Exercise requirements →
a) In the shark attack data-cleaning notebook below, what new name is the "Sex" column given?
b) Reproduce everything in the shark attack data-cleaning notebook below from "### Import of" down to "warnings.filterwarnings('ignore')".

Text passage →
# Project: Sharktale, SharkTrack
## Data Cleaning

In [None]:
!pip install xlrd #!pip install country_converter, keep this here pls

### Import of Libraries

In [None]:
import pandas as pd
import numpy as np
import re
import matplotlib.pyplot as plt
import seaborn as sns
import warnings
from IPython.display import display
warnings.filterwarnings('ignore')

### Loading the Excel Data

In [None]:
#define path to xls
url = 'https://www.sharkattackfile.net/spreadsheets/GSAF5.xls'
df = pd.read_excel(url)
df

### Data at a Glance 
Reviewing how the database is organised by using .head(), .info(), .describe(), .tail(), .columns. This will help me on how to pepare the data cleaning process.

In [None]:
df.head()

In [None]:
df.tail()

In [None]:
df.info()

In [None]:
df.describe()

In [None]:
df.columns

### Columns Cleaning and Renaming 

I have reviewed the columns and decided to do the following: 
- Remove extra " " and also replacing extra " " with "_". 
- Dropping the following columns: "Case_Number_1", "Unnamed_21". "Unnamed_22" . 
- Renaming:  'Fatal Y/N': 'Fatal', 'Sex': 'Gender',  'pdf': 'PDF',  and  'Species ': 'Species', 'href': 'Link','original order': 'Original_Order', 

In [None]:
df = df.rename(columns= {
    'Fatal Y/N': 'Fatal',
    'Species ': 'Species',
    'pdf': 'PDF', 
    'Sex': 'Gender',
    'href formula': 'Href_formula', 
    'href': 'Link',
    'Case Number': 'Case_Number', 
    'Case Number.1': 'Case_Number_1',
    'original order': 'Original_Order', 
    'Unnamed: 21': 'Unnamed_21', 
    'Unnamed: 22': 'Unnamed_22'
})
df.columns

In [None]:
df["Case_Number"].isin(df["Case_Number_1"]).value_counts() # There is less than 10% difference 

In [None]:
# Dropping Columns
df = df.drop(columns=["Unnamed_21", "Unnamed_22", "PDF", "Href_formula", "Case_Number_1"])
df.columns

In [None]:
### Cleaning and replacing all Nan's of Columns that are objects/strings
df["Country"] = df["Country"].fillna("Unknown").str.strip().astype(str)
df["State"] = df["State"].fillna("Unknown").str.strip().astype(str)
df["Location"] = df["Location"].fillna("Unknown").str.strip().astype(str)
df["Activity"] = df["Activity"].fillna("Unknown").str.strip().astype(str)
df["Name"] = df["Name"].fillna("Unknown").str.strip().astype(str)
df["Gender"] = df["Gender"].fillna("Unknown").str.strip().astype(str)
df["Injury"] = df["Injury"].fillna("Unknown").str.strip().astype(str)
df["Species"] = df["Species"].fillna("Unknown").str.strip().astype(str)
df["Fatal"] = df["Fatal"].fillna("Unknown").str.strip().astype(str)
df["Link"] = df["Link"].fillna("Unknown").str.strip().astype(str)
df["Source"] = df["Source"].fillna("Unknown").str.strip().astype(str)
df["Type"] = df["Type"].fillna("Unknown").str.strip().astype(str)
df["Name"] = df["Name"].fillna("Unknown").str.strip().astype(str)

Entries →
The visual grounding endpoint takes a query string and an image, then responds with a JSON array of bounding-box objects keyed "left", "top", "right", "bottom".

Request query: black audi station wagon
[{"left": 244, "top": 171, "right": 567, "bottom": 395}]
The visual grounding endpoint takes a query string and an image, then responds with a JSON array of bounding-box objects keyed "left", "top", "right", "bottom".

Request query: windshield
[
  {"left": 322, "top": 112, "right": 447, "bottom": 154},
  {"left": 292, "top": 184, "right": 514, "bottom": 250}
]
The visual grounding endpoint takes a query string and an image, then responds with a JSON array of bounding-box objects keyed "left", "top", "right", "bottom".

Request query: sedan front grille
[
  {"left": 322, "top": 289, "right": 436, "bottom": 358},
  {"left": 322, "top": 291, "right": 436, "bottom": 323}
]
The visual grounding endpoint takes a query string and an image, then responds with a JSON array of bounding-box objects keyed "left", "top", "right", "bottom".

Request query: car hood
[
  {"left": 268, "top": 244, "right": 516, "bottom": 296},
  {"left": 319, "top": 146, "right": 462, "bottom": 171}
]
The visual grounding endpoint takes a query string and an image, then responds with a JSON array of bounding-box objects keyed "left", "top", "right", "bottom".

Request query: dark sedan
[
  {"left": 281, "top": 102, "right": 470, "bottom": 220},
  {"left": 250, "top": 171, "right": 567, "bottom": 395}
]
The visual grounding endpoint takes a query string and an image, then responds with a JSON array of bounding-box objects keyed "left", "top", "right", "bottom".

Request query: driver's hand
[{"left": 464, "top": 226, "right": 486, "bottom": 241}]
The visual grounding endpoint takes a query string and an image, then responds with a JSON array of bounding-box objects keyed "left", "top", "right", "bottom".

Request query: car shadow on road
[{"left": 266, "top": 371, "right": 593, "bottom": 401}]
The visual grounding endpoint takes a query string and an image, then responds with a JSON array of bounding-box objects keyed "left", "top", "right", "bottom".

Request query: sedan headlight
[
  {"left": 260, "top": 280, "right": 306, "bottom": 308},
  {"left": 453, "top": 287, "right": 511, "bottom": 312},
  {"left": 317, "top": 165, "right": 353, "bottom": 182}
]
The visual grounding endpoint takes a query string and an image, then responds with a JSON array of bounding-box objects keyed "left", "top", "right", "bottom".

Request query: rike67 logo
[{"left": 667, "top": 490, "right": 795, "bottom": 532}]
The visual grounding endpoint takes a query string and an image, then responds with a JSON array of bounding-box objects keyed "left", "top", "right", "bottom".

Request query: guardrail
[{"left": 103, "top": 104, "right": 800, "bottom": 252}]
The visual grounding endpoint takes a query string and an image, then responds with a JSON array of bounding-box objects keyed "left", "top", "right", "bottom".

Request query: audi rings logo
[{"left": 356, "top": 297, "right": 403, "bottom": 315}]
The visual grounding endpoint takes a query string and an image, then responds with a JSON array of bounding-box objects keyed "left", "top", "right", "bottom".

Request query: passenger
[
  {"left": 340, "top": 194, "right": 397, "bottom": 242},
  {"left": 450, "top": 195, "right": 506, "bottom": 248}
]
...
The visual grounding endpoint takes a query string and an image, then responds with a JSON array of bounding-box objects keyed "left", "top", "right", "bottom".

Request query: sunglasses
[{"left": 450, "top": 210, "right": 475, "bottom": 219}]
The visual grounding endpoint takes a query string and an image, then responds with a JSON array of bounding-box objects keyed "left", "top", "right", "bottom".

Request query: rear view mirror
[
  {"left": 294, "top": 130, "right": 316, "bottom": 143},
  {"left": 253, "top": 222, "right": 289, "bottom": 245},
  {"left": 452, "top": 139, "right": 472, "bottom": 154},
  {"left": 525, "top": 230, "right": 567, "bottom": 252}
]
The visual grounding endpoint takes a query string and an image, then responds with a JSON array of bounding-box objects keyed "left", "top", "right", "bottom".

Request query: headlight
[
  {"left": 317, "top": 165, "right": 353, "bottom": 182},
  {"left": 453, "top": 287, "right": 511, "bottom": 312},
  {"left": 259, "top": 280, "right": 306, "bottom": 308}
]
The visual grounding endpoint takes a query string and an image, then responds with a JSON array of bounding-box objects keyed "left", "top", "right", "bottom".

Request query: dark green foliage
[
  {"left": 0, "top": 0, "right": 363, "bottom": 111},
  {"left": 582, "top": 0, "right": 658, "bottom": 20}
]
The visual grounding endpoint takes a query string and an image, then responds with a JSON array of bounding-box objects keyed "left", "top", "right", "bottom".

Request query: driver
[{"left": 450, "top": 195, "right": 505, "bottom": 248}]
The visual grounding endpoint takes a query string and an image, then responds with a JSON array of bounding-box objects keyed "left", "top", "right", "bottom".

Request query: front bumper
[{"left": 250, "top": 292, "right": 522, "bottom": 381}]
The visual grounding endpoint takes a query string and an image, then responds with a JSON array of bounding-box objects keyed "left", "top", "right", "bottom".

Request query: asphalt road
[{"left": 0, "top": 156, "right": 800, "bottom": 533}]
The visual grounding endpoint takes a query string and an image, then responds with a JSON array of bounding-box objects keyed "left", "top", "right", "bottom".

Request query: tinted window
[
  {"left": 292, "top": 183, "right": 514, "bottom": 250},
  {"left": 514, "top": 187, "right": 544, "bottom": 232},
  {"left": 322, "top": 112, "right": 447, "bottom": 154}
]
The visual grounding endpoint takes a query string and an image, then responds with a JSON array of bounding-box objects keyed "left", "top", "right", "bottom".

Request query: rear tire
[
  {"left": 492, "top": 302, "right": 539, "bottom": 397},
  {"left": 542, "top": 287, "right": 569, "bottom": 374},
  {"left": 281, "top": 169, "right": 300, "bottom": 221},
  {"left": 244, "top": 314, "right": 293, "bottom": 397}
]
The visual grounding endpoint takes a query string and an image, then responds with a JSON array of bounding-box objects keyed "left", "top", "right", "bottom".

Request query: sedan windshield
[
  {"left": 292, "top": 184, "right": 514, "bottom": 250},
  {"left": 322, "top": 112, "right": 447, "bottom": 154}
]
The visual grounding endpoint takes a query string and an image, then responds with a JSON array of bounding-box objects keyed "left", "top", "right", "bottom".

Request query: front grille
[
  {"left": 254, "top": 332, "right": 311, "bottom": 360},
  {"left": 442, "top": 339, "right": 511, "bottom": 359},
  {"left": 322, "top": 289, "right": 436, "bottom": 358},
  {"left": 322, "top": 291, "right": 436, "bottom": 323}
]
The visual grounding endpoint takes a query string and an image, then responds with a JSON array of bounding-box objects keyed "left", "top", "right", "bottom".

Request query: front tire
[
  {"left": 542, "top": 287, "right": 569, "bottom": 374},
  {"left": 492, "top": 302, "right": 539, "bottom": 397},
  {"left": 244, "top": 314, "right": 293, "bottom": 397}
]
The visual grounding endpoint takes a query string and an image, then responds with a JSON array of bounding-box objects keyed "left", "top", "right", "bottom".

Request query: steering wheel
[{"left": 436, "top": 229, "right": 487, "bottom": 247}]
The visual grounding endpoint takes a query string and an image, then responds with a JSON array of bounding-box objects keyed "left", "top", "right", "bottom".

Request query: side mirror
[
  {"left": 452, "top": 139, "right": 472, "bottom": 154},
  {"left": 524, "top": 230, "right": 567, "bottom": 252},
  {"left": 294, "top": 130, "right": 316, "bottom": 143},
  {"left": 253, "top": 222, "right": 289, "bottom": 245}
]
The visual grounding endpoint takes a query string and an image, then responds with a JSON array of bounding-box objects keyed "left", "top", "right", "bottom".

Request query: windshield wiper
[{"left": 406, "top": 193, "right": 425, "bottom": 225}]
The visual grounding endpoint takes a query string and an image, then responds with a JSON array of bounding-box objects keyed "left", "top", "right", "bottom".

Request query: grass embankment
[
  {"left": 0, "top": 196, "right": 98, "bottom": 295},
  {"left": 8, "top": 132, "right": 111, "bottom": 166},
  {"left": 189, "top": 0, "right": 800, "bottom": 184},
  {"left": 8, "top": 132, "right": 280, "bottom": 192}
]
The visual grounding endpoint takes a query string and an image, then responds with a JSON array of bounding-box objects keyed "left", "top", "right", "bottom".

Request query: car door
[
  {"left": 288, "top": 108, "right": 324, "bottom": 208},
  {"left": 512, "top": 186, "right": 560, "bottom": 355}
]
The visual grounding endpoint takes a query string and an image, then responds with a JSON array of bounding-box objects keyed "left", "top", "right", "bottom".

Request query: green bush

Task-by-task answers →
a) Gender

b)
### Import of Libraries

In [None]:
import pandas as pd
import numpy as np
import re
import matplotlib.pyplot as plt
import seaborn as sns
import warnings
from IPython.display import display
warnings.filterwarnings('ignore')